:: PROVIDED DATA

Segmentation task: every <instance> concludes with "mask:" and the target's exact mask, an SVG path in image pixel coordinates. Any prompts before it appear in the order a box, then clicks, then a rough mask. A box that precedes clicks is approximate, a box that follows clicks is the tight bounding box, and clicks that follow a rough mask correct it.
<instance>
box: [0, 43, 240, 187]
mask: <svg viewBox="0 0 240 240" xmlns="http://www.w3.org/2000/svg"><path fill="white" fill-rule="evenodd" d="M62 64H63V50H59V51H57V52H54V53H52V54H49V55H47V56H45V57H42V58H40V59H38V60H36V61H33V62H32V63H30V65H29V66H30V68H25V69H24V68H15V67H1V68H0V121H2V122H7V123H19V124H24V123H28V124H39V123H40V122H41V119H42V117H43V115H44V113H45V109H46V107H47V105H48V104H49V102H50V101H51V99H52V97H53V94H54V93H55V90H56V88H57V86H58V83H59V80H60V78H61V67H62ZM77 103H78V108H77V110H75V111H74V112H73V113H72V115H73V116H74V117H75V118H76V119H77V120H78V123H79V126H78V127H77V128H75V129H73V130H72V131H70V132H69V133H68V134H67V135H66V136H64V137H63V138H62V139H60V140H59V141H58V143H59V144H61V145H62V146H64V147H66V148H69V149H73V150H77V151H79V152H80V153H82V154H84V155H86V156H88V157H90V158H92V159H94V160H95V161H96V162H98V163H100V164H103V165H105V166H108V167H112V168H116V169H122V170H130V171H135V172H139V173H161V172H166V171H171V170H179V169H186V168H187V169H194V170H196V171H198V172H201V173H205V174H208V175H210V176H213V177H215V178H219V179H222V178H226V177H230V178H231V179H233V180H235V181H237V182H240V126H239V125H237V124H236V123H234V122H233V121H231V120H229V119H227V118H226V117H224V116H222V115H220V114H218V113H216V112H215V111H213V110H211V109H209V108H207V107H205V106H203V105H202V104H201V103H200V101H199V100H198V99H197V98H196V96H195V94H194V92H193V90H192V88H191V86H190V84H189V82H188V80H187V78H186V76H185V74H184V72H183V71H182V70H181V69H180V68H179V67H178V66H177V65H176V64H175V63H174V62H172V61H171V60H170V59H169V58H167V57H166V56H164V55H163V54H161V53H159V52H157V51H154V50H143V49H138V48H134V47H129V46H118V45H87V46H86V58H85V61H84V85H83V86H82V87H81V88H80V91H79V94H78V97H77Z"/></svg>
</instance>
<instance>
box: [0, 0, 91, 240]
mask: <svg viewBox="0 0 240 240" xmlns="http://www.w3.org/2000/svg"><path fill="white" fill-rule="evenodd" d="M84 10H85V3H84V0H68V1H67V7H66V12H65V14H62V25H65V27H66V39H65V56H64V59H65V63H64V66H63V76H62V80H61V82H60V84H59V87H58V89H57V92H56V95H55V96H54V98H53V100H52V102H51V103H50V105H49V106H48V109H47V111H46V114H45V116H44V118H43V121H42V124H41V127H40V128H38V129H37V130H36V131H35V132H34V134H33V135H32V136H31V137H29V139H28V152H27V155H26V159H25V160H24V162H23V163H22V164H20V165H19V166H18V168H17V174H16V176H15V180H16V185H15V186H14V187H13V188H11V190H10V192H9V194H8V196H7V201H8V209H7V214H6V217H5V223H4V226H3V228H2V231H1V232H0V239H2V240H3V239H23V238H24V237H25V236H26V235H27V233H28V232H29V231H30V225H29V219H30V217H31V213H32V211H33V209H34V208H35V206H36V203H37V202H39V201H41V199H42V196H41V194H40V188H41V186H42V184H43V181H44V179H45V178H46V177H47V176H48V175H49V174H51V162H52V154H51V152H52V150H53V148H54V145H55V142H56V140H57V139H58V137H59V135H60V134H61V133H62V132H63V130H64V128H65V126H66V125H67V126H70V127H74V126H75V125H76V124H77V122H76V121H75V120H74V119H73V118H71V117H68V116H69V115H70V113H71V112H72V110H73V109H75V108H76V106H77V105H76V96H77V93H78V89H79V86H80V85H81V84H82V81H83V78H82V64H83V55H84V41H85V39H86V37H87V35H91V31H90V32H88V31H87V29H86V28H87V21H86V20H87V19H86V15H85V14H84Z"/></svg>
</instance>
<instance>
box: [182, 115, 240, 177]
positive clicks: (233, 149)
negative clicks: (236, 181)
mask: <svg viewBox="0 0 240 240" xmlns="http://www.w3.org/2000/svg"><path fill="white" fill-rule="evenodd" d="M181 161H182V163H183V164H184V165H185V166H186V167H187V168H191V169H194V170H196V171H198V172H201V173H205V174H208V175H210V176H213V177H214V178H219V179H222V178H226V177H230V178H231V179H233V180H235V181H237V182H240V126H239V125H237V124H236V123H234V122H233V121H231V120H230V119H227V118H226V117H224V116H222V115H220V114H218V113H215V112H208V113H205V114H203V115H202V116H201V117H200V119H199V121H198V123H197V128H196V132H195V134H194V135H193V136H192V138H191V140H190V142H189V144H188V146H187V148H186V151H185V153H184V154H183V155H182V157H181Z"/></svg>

::::

• TASK BRIEF:
Each entry, exactly as written, should be set down once more.

• RESPONSE FOR THIS EXERCISE:
Segmentation task: every <instance> concludes with "mask:" and the target's exact mask, an SVG path in image pixel coordinates. Any prompts before it appear in the order a box, then clicks, then a rough mask. A box that precedes clicks is approximate, a box that follows clicks is the tight bounding box, and clicks that follow a rough mask correct it.
<instance>
box: [0, 43, 240, 187]
mask: <svg viewBox="0 0 240 240" xmlns="http://www.w3.org/2000/svg"><path fill="white" fill-rule="evenodd" d="M62 64H63V50H59V51H57V52H54V53H52V54H49V55H47V56H45V57H42V58H40V59H38V60H36V61H33V62H32V63H30V65H29V66H30V68H25V69H24V68H15V67H1V68H0V121H2V122H7V123H19V124H24V123H28V124H39V123H40V122H41V119H42V117H43V115H44V113H45V109H46V107H47V105H48V104H49V102H50V101H51V99H52V97H53V94H54V93H55V90H56V88H57V86H58V83H59V80H60V78H61V67H62ZM77 103H78V108H77V110H75V111H74V112H73V113H72V115H73V116H74V117H75V118H76V119H77V120H78V123H79V126H78V127H77V128H75V129H73V130H72V131H70V132H69V133H68V134H67V135H66V136H64V137H63V138H62V139H60V140H59V141H58V143H59V144H61V145H62V146H64V147H66V148H69V149H73V150H77V151H79V152H80V153H82V154H84V155H86V156H88V157H90V158H92V159H94V160H95V161H96V162H98V163H100V164H103V165H105V166H108V167H112V168H116V169H122V170H130V171H135V172H139V173H161V172H166V171H171V170H179V169H186V168H187V169H194V170H196V171H198V172H201V173H205V174H208V175H210V176H213V177H215V178H219V179H222V178H226V177H230V178H231V179H233V180H235V181H237V182H240V126H239V125H237V124H236V123H234V122H233V121H231V120H229V119H227V118H226V117H224V116H222V115H220V114H218V113H216V112H215V111H213V110H211V109H209V108H207V107H205V106H203V105H202V104H201V103H200V101H199V100H198V99H197V98H196V96H195V94H194V92H193V90H192V88H191V86H190V84H189V82H188V80H187V78H186V76H185V74H184V72H183V71H182V70H181V69H180V68H179V67H178V66H177V65H176V64H175V63H174V62H172V61H171V60H170V59H169V58H167V57H166V56H164V55H163V54H161V53H159V52H157V51H154V50H143V49H138V48H134V47H129V46H118V45H87V46H86V58H85V61H84V85H83V86H82V87H81V88H80V91H79V94H78V97H77Z"/></svg>
</instance>
<instance>
box: [0, 0, 91, 240]
mask: <svg viewBox="0 0 240 240" xmlns="http://www.w3.org/2000/svg"><path fill="white" fill-rule="evenodd" d="M84 10H85V3H84V0H68V1H67V7H66V12H65V14H62V25H65V27H66V39H65V56H64V59H65V63H64V66H63V76H62V80H61V82H60V84H59V87H58V89H57V92H56V95H55V96H54V98H53V100H52V102H51V103H50V105H49V106H48V109H47V111H46V114H45V116H44V118H43V121H42V124H41V127H40V128H38V129H37V130H36V131H35V132H34V134H33V135H32V136H31V137H29V139H28V152H27V155H26V159H25V160H24V162H23V163H22V164H20V165H19V166H18V168H17V174H16V176H15V180H16V185H15V186H14V187H13V188H11V190H10V192H9V194H8V196H7V201H8V209H7V214H6V217H5V223H4V226H3V228H2V231H1V232H0V239H2V240H3V239H23V238H24V237H25V236H26V235H27V233H28V232H29V231H30V225H29V219H30V217H31V213H32V211H33V209H34V208H35V206H36V203H37V202H39V201H41V199H42V196H41V194H40V188H41V186H42V184H43V181H44V179H45V178H46V177H47V176H48V175H49V174H51V162H52V154H51V152H52V150H53V148H54V145H55V142H56V140H57V139H58V137H59V135H60V134H61V133H62V132H63V130H64V128H65V126H66V125H67V126H70V127H74V126H75V125H76V124H77V122H76V121H75V120H74V119H73V118H71V117H68V116H69V115H70V113H71V112H72V110H73V109H75V108H76V106H77V105H76V96H77V93H78V89H79V86H80V85H81V84H82V81H83V78H82V64H83V55H84V41H85V39H86V37H87V35H91V31H90V32H88V31H87V29H86V28H87V21H86V20H87V19H86V15H85V14H84Z"/></svg>
</instance>
<instance>
box: [182, 115, 240, 177]
positive clicks: (233, 149)
negative clicks: (236, 181)
mask: <svg viewBox="0 0 240 240" xmlns="http://www.w3.org/2000/svg"><path fill="white" fill-rule="evenodd" d="M181 161H182V163H183V164H184V165H185V166H186V167H187V168H191V169H194V170H196V171H198V172H201V173H205V174H208V175H210V176H213V177H214V178H219V179H222V178H226V177H230V178H231V179H233V180H235V181H237V182H240V126H239V125H237V124H236V123H234V122H233V121H231V120H230V119H227V118H226V117H224V116H222V115H220V114H218V113H215V112H208V113H205V114H203V115H202V116H201V117H200V119H199V121H198V123H197V128H196V132H195V134H194V135H193V136H192V138H191V140H190V142H189V144H188V146H187V148H186V151H185V153H184V154H183V155H182V157H181Z"/></svg>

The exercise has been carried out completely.